__Text provided__.
==========
Data key to medical future
The UK is pushing on with plans to create biobanks of genetic and lifestyle data for future cures to today's diseases
Work to create online repositories of both lifestyle and genetic data is gathering pace in the UK.
Researchers believe that the information will play a crucial role in advancing medical research and act as an enabler for more personalised medicine.
The UK Biobank, a local charity that intends to create a database to track, over the next three decades, the health of 500,000 participants aged between 40 and 69, was first discussed some five years ago, but is now making strides towards reality.
After successfully completing initial trials, the organisation will start collecting information from participants in earnest early next year.
A separate biobank project, onCore UK, was announced at IBM's third Biobank Summit in Stockholm last month. It will provide a tissue resource for research into new interventions for cancer.
Dr Brian Clark, chief executive at onCore UK, envisages building a type of online resource, where both academic and commercial medical researchers can search for genetic data supplemented with lifestyle information.
'I'm aiming for the IT functionality of an Expedia-meets-Amazon-style online resource, where researchers can go online and browse available samples, order samples, or see availability and request key types of tissues and so on,' he said.
==========
__Questions to answer__.
1. Decide whether each statement agrees with the biobank article, answering yes or no and quoting the deciding words from the article: (a) UK Biobank plans to follow the health of 500,000 people aged 40 to 69 for three decades. (b) onCore UK was announced at a summit held in London. (c) UK Biobank has already begun collecting participant information in earnest.
2. Please retype the biobank article between "The UK Biobank, a" and "early next year.", inclusive.
3. Continue the biobank article, starting after its final sentence.

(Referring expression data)
==========
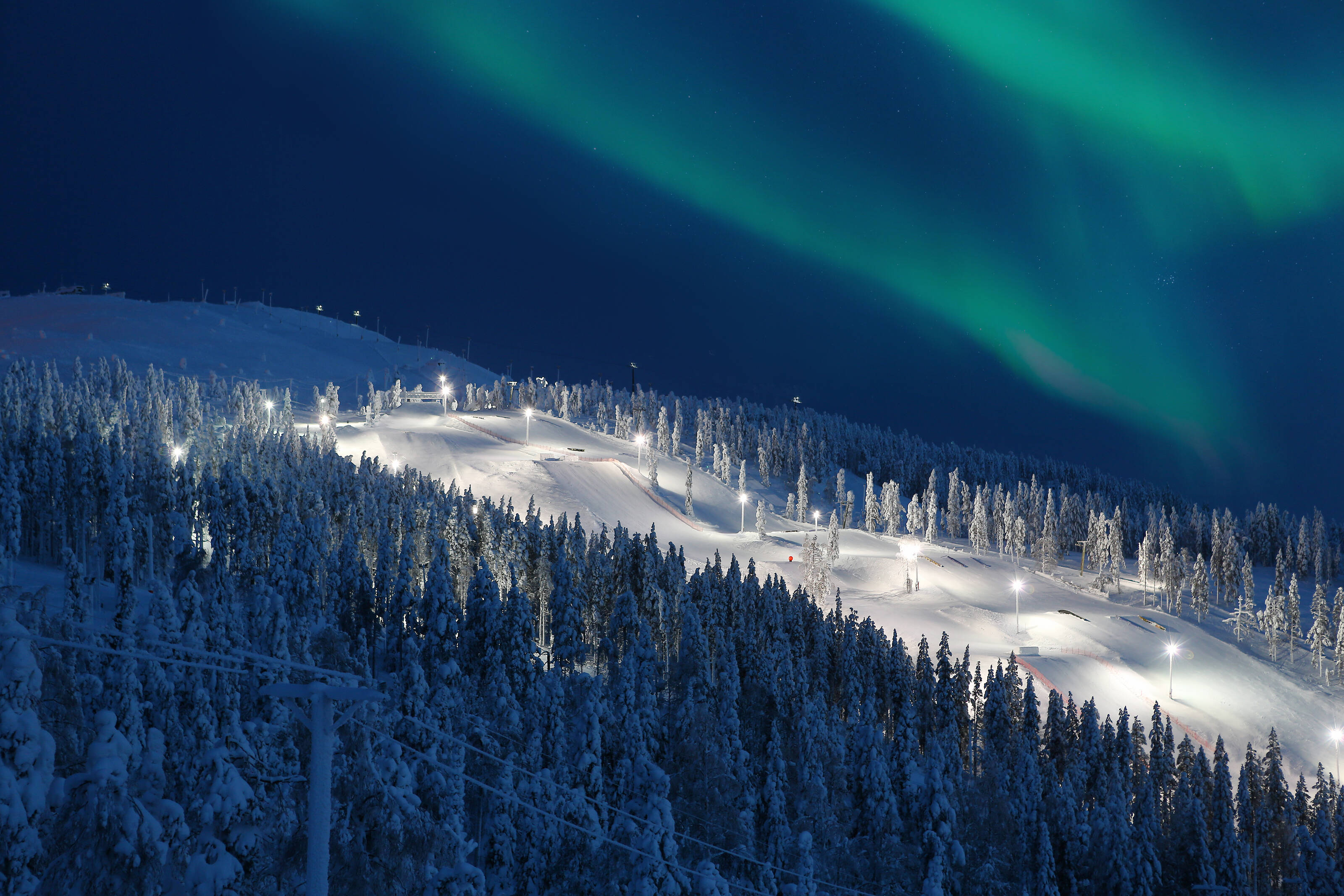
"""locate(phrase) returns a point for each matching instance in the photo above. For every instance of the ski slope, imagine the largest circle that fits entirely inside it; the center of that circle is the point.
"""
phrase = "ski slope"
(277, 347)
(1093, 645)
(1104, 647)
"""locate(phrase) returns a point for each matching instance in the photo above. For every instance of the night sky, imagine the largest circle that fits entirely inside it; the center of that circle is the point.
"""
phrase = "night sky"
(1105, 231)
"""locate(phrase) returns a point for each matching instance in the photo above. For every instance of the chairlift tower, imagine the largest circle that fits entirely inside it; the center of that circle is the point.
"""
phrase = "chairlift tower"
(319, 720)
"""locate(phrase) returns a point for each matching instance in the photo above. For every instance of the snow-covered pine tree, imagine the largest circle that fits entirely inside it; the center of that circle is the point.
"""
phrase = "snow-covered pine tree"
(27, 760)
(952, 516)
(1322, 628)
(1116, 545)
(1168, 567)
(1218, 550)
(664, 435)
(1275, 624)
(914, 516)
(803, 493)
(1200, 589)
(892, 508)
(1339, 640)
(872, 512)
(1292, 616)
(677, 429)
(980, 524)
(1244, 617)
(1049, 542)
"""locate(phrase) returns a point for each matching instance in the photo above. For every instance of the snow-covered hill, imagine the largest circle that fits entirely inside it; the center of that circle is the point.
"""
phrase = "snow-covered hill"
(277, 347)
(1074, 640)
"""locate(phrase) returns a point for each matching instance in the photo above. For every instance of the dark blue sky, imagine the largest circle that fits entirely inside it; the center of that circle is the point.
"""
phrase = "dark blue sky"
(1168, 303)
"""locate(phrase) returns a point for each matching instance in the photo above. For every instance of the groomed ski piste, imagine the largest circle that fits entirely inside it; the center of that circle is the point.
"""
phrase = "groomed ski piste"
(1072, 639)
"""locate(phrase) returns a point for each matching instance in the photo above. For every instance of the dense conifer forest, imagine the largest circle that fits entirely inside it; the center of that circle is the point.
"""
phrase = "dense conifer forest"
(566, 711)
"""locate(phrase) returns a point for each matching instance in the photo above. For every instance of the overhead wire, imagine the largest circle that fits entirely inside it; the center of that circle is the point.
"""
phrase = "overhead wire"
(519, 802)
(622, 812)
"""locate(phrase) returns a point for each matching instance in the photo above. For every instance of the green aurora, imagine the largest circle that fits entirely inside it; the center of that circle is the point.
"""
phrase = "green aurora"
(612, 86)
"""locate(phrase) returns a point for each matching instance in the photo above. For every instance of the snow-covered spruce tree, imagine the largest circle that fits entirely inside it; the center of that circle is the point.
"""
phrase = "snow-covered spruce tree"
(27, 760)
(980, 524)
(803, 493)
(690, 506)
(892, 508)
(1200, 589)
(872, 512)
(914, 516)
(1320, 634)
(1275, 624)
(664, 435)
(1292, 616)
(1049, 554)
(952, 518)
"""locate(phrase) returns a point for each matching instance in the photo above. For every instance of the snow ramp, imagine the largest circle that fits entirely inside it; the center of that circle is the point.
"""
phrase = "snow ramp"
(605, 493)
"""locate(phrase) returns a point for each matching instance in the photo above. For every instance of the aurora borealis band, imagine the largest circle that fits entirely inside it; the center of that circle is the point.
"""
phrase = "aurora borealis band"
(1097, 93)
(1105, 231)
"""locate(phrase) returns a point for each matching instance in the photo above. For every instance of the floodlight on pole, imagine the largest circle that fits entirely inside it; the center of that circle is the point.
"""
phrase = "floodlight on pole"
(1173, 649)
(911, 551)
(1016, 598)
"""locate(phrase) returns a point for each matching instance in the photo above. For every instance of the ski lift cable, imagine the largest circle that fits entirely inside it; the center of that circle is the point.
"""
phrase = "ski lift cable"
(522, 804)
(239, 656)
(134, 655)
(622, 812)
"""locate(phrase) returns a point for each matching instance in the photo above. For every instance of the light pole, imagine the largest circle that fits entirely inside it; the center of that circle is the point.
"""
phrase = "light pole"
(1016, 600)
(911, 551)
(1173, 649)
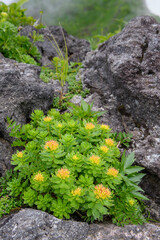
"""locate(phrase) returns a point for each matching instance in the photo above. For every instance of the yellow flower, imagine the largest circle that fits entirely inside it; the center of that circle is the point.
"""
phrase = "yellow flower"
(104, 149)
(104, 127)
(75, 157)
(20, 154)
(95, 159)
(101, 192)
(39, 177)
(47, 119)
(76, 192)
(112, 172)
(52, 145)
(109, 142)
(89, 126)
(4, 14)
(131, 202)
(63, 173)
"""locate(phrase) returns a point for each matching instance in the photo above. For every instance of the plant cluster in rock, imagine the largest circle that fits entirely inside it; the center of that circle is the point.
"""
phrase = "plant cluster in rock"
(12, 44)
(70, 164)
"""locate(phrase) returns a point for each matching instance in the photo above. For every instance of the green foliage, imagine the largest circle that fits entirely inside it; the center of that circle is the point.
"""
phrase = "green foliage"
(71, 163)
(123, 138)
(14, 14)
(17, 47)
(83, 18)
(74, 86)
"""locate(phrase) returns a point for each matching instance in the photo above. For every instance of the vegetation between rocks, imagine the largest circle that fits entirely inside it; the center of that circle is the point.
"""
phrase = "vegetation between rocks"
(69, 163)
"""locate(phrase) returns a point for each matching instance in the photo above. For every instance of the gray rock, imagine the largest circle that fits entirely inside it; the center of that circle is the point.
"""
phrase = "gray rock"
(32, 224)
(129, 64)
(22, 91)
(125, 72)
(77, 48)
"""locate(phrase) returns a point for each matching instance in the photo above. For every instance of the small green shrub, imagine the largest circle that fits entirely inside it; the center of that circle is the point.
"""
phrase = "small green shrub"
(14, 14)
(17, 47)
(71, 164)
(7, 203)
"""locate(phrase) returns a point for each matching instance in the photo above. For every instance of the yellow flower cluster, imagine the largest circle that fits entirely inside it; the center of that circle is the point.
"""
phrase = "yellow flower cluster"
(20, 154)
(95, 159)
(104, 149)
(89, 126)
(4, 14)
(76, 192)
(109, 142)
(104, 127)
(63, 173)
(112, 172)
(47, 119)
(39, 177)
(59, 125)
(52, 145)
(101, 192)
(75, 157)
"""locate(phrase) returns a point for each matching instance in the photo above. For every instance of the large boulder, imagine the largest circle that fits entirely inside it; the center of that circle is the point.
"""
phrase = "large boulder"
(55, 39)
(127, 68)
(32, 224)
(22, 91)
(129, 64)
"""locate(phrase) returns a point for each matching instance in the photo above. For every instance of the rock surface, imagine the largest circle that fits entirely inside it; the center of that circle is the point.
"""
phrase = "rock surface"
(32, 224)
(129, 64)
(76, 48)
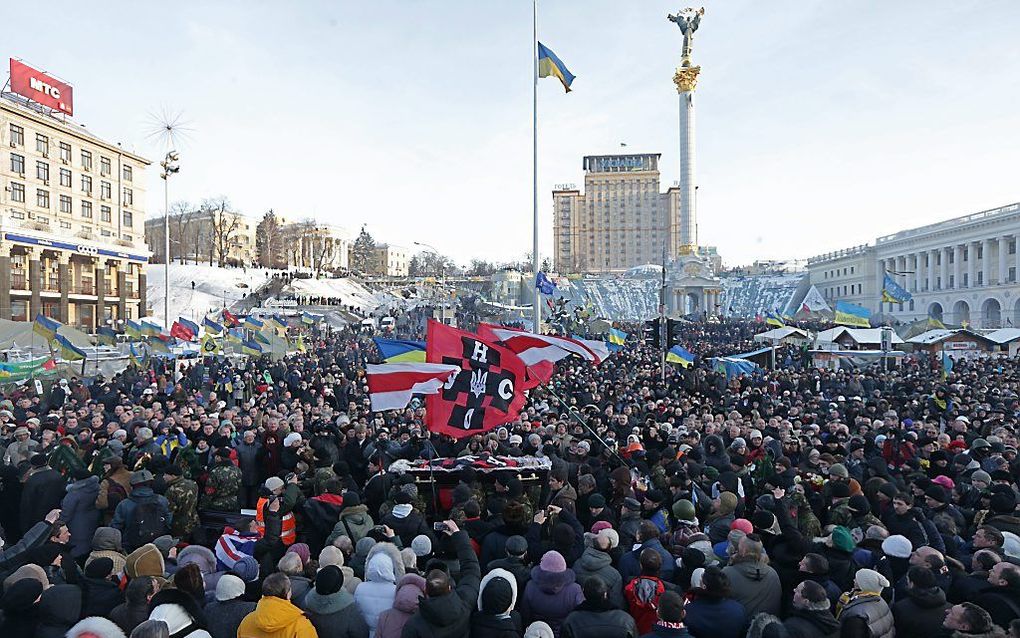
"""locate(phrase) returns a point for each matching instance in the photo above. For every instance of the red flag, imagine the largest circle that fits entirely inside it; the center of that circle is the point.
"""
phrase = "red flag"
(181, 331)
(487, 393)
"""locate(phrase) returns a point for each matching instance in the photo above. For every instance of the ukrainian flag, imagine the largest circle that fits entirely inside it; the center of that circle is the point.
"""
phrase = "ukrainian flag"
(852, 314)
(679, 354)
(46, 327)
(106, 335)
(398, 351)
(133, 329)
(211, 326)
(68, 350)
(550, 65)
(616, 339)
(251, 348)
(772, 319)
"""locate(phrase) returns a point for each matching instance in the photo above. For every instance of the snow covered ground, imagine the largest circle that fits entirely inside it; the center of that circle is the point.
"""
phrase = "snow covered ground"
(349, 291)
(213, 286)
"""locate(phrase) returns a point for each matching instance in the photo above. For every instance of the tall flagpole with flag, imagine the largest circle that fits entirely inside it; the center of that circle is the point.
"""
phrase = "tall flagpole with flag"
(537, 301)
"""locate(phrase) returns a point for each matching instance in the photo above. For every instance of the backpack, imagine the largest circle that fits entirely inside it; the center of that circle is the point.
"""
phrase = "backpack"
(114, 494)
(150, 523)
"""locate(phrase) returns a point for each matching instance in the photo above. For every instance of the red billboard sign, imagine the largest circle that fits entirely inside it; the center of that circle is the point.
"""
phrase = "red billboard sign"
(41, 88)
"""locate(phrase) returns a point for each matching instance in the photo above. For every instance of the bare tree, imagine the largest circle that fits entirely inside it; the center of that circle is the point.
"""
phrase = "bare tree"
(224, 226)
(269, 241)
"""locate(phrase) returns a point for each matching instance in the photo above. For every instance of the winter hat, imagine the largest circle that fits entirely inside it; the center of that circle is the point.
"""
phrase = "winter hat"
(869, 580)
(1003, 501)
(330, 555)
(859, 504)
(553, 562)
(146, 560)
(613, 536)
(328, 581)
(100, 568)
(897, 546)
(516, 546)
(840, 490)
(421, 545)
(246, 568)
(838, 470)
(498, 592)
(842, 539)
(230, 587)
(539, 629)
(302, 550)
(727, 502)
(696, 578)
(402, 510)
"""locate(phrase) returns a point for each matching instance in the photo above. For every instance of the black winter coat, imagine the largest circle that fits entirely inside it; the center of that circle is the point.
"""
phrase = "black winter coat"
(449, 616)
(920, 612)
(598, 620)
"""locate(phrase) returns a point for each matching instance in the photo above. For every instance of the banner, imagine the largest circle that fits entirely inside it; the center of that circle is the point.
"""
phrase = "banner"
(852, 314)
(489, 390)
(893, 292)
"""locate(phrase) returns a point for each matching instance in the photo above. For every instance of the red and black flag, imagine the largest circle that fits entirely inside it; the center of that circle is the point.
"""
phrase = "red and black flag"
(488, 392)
==========
__Answer section__.
1.
(a) Yes: "track, over the next three decades, the health of 500,000 participants aged between 40 and 69"
(b) No: "was announced at IBM's third Biobank Summit in Stockholm last month"
(c) No: "will start collecting information from participants in earnest early next year"

2.
The UK Biobank, a local charity that intends to create a database to track, over the next three decades, the health of 500,000 participants aged between 40 and 69, was first discussed some five years ago, but is now making strides towards reality.
After successfully completing initial trials, the organisation will start collecting information from participants in earnest early next year.

3.
'It may be quite visionary, but we need to be creative in our thinking.'
The databases are not unique to the UK; there are projects under way across Europe, the US and Japan, among others.
In all these regions, researchers are racing to build repositories of biospecimens - including tissue samples from fluids such as blood, urine and serum - which they believe will accelerate progress in beating illnesses such as cancer and heart disease.
The key to these resources is complementing this genetic data with a detailed understanding of each person's lifestyle and medical history.
'The importance of previous events in our life is key to understanding how diseases may develop,' said Professor Jan Carlstedt-Duke, dean of research at Sweden's medical university Karolinska Institutet.
'We know some of the links between genetics and the environment - what we eat and drink and so on - but others we can't link so easily. Biobanks can create a broad bank of knowledge providing information that can be used on a long-term basis,' he said.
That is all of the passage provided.